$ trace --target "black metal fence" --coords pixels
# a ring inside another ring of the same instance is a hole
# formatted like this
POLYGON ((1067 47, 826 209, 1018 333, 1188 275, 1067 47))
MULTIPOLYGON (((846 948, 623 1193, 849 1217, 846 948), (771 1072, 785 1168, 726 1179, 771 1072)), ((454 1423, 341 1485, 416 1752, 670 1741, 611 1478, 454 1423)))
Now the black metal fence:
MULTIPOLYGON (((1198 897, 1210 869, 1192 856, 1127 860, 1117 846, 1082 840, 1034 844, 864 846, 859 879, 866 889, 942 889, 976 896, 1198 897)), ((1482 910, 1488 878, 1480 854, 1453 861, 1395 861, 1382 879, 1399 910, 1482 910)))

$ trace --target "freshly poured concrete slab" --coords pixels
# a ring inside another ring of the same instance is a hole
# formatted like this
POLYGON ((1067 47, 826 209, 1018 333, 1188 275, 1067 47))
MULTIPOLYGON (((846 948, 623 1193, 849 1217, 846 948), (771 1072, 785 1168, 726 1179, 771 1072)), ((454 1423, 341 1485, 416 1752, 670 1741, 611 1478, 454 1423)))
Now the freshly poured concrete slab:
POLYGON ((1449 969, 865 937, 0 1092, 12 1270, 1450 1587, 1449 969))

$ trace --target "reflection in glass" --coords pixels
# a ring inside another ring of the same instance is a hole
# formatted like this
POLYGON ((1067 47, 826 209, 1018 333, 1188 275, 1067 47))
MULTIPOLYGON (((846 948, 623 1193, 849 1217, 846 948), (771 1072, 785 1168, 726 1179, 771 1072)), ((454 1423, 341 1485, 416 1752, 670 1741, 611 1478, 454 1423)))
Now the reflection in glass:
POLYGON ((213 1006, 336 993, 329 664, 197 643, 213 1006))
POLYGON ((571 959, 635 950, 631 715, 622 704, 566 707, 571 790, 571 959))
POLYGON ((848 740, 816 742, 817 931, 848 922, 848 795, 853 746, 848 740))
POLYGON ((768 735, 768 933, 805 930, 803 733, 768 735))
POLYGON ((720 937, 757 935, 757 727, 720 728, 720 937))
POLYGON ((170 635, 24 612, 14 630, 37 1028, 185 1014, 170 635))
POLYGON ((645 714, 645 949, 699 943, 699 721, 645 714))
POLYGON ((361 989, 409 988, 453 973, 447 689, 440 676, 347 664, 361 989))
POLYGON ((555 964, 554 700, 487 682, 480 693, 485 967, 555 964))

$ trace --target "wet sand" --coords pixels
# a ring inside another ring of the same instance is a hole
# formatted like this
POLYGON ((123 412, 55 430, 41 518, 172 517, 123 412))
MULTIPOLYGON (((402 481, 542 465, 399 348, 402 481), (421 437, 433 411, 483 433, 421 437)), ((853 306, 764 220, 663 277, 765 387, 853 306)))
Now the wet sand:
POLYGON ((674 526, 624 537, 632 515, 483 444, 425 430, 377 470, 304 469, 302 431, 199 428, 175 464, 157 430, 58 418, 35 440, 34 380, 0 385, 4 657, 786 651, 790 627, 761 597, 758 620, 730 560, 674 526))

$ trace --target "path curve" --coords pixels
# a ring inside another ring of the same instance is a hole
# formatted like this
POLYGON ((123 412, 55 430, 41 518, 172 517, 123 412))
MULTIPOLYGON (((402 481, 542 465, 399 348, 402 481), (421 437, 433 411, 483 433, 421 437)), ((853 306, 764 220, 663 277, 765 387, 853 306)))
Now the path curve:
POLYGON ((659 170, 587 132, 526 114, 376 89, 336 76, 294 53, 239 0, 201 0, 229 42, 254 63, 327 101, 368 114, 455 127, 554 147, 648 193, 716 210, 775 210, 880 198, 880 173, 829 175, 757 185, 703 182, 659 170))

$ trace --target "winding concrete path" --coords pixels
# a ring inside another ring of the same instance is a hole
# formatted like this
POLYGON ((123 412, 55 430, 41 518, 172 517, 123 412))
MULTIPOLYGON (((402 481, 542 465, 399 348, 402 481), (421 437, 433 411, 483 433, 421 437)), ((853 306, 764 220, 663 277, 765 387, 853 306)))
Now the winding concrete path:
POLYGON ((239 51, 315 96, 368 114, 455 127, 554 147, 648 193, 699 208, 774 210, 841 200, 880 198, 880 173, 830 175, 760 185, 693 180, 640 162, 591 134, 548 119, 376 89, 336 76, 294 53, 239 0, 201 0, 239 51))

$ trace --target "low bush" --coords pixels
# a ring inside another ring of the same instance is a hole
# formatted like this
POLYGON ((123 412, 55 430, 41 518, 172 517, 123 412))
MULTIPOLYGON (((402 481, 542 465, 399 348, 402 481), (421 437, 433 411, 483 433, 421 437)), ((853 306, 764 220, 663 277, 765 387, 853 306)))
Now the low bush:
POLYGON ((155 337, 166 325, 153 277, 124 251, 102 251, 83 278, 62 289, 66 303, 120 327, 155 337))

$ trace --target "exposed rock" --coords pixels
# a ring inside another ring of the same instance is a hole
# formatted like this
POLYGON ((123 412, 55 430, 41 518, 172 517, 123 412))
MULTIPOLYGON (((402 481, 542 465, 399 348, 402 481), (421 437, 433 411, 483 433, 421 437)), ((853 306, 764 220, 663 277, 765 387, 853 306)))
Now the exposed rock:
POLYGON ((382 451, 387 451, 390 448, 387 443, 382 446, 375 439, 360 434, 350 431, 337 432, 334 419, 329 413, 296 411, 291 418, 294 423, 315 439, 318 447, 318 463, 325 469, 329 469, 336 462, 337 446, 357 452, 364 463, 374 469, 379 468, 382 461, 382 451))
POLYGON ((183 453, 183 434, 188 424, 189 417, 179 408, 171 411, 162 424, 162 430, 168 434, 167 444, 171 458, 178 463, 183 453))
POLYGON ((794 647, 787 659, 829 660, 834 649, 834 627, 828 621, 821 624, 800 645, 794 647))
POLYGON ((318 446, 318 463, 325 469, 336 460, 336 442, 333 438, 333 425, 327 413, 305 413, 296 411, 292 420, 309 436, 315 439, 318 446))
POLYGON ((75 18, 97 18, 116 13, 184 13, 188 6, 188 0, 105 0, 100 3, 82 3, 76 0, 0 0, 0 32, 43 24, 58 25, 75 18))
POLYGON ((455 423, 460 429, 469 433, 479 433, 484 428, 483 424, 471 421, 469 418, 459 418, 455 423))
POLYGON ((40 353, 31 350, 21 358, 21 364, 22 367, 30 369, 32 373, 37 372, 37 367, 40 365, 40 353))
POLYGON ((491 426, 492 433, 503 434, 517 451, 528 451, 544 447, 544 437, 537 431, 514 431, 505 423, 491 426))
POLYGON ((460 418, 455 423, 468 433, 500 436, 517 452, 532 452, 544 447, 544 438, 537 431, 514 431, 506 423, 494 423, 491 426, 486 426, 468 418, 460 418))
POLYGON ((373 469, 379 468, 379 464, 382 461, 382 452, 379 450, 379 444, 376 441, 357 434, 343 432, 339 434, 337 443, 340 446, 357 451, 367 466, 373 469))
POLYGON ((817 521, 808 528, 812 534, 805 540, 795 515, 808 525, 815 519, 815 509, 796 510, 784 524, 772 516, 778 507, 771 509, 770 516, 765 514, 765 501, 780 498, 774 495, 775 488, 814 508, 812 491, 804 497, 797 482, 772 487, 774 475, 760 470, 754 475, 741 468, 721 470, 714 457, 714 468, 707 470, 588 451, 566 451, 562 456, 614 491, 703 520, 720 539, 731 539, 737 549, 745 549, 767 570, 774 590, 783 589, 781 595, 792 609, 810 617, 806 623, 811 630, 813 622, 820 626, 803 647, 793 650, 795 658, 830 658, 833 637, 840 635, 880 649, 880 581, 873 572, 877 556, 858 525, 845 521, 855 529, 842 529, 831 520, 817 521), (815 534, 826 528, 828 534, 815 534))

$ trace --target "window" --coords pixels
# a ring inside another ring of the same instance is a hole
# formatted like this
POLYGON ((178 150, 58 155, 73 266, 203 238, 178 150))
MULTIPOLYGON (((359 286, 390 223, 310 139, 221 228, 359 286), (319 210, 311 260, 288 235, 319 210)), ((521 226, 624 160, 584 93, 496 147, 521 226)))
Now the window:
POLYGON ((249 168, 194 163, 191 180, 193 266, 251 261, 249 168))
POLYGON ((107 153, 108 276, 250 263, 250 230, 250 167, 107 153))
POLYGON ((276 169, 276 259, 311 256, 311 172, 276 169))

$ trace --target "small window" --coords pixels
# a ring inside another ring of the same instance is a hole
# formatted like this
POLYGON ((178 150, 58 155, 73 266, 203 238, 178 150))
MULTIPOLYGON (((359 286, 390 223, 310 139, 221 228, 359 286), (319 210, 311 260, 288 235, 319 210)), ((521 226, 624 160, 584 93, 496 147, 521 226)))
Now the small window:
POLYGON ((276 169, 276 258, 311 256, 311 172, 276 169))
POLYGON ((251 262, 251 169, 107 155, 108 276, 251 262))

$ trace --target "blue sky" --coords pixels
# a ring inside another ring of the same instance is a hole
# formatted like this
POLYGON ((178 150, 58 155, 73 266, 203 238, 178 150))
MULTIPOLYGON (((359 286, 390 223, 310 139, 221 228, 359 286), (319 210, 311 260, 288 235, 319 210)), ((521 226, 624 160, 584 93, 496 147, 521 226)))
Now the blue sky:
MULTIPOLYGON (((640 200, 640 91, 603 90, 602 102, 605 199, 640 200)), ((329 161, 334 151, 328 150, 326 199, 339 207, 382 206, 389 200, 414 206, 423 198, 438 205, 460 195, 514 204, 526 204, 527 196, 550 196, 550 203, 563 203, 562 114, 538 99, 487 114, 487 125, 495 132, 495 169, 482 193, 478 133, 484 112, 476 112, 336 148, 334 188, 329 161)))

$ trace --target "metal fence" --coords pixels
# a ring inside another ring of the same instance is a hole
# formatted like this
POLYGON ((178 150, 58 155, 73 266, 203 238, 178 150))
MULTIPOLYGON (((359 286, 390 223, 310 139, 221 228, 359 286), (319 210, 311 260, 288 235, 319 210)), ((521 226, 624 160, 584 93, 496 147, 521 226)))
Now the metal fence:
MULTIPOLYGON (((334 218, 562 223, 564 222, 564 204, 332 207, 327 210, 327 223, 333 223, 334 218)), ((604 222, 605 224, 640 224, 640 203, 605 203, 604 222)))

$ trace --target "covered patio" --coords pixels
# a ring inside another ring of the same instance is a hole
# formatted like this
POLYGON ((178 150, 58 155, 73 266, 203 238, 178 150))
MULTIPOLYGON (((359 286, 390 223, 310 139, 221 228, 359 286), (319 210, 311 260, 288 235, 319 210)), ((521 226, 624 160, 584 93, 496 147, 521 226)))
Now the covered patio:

> [INSTRUCTIONS TO FOLLOW]: Look through the records above for the string "patio", then copy every line that has it.

> [YOUR SOLUTION]:
$ trace --target "covered patio" --coords pixels
Now the covered patio:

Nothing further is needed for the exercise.